-- Provided passage --
════════════════════

Paul Ryan garbage returns: Why House GOP's new budget is worse than it looks

Rep. Tom Price's first budget resolution looks a lot like Paul Ryan's infamous ones -- with all the usual gimmicks

Published March 17, 2015 5:18PM (EDT)

Paul Ryan                       (AP/Carolyn Kaster)
Paul Ryan (AP/Carolyn Kaster)

Congratulations to new House Budget Committee chairman Rep. Tom Price on getting his first budget resolution out! It's non-binding and may make Senate Republicans squeamish, but it is... a document, that includes stuff.

And what it includes is more or less the same stuff that the last several budgets authored by former Budget chair Rep. Paul Ryan included.

That means:

• It "partially privatizes" Medicare by turning the current, popular single-payer system into one where coupons are handed out to old people to try their luck on the glorious free market. And who doesn't look forward to spending their Golden Years shopping for private health insurance plans with coupons that erode in value as they fail to keep up with medical inflation? As usual, this won't kick in for another ten years, because current old people vote Republican and want the government's hands off their Medicare!

════════════════════

-- Task instructions --
a - In the House budget article, how many years would pass before the Medicare change takes effect?
b - Write the next part of the House budget article, picking up after its final sentence.
The data that come next can be set aside.

════════════════════

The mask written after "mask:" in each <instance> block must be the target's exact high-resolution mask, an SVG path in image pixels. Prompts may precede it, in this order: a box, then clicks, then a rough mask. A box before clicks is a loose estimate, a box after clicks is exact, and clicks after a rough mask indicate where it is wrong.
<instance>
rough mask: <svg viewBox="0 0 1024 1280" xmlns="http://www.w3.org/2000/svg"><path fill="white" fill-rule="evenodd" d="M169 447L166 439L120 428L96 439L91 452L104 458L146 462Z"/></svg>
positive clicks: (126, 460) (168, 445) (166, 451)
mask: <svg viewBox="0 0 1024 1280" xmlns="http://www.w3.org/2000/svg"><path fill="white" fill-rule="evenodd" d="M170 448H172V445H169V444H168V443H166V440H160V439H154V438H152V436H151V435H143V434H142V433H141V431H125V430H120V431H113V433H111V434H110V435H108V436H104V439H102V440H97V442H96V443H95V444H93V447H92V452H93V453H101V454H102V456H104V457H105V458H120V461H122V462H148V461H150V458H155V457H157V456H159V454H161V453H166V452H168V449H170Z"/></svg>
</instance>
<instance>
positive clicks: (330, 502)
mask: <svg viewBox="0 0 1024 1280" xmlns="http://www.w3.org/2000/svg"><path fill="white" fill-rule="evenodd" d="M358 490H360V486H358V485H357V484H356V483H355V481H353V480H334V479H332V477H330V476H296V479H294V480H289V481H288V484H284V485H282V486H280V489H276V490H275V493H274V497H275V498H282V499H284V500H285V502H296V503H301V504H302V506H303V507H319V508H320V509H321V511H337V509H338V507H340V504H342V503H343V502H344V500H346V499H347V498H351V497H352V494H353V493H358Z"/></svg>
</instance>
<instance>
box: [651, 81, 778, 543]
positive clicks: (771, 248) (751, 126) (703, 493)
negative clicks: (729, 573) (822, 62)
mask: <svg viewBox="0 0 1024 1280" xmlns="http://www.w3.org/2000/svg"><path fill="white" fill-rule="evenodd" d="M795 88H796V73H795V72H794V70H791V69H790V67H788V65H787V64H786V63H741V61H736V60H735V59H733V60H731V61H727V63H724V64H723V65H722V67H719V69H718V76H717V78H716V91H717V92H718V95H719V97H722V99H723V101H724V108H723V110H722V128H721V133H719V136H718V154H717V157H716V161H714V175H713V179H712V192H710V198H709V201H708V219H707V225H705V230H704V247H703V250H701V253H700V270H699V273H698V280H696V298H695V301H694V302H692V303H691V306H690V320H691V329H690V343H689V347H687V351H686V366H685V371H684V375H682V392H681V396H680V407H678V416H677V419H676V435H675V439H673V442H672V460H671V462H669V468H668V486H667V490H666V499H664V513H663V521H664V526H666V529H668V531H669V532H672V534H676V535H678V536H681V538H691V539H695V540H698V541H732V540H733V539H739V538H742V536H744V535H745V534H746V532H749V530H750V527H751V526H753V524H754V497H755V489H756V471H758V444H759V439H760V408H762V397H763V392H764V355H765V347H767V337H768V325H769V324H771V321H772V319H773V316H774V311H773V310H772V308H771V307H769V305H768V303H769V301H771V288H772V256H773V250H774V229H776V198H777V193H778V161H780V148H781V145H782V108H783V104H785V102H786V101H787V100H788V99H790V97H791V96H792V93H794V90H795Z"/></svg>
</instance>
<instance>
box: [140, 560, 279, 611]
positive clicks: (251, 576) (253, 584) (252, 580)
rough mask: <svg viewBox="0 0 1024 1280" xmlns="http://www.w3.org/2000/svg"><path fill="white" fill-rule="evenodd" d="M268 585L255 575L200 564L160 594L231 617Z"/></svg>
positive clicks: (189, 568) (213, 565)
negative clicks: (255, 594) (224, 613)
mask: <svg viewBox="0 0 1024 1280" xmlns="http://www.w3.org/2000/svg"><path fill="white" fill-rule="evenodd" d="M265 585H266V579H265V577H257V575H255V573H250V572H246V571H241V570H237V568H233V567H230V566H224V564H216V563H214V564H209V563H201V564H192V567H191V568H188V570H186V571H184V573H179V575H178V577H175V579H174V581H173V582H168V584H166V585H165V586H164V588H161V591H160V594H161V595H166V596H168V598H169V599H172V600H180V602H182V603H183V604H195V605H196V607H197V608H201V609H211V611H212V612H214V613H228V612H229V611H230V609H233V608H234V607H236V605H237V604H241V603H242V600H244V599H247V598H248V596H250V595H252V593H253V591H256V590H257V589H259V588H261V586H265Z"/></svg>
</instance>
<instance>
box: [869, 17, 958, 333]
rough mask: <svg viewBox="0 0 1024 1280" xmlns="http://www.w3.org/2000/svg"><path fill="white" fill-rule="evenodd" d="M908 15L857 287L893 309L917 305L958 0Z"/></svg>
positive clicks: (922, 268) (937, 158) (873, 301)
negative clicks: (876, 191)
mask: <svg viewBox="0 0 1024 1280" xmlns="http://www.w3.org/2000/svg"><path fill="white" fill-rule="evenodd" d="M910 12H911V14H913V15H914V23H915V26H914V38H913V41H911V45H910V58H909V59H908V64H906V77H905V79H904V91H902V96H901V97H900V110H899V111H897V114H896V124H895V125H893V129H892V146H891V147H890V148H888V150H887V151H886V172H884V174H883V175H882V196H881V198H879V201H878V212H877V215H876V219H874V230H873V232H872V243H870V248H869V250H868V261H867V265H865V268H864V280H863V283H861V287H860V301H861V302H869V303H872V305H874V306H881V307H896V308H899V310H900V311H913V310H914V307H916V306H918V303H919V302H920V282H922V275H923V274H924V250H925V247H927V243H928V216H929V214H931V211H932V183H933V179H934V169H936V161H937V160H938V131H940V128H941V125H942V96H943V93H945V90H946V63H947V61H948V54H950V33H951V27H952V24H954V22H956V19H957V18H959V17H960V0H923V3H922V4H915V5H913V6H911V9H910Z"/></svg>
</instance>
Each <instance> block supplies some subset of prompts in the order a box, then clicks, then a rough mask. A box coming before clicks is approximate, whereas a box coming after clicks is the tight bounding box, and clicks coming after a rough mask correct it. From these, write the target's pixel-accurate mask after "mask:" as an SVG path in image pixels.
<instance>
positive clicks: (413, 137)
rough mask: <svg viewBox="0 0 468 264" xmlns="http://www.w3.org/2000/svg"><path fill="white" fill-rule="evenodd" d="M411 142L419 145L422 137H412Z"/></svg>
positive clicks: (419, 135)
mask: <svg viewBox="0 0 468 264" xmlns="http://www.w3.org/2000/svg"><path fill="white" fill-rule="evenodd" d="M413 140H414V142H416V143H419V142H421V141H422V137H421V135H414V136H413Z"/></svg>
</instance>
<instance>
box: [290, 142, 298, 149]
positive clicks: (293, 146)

════════════════════

-- Answers to the tasks --
a - Ten years.

b -
• It cuts the shit out of Medicaid and then block-grants the five bucks or so that remain to the states for governors to spend on tax cuts or new college football stadiums. The budget "envisions" doing the same to the Children's Health Insurance Program and SNAP benefits, because obviously.

• It repeals Obamacare and replaces Obamacare with a plan called "nothing." (It does include the typical language asking committees to come up with something replacement-y. It demands a "patient-centered" approach, which means whatever anyone wants it to mean.) Just to keep score on the healthcare stuff here: Give future old people some coupons, give poor people nothing, and then take away Obamacare so that poor people and slightly less poor people have even more nothing.

• The FY 2016 numbers do adhere to 2011 Budget Control Act caps on discretionary spending. But whereas people who, say, can't get Pell grants anymore won't have some magical mystery fund to turn to, Price does kick in a healthy $94 billion to the emergency, off-budget "overseas contingency operations" fund -- approximately $40 billion more in warmaking monies than President Obama requested. The long-term plan, anyway, is to obliterate the non-defense side of the discretionary budget and pump up the defense side. "Over the next decade," The Hill writes, "the blueprint proposes raising defense spending by a total of $387 billion and cutting non-defense spending by $759 billion."

• It guts Dodd-Frank, obvs.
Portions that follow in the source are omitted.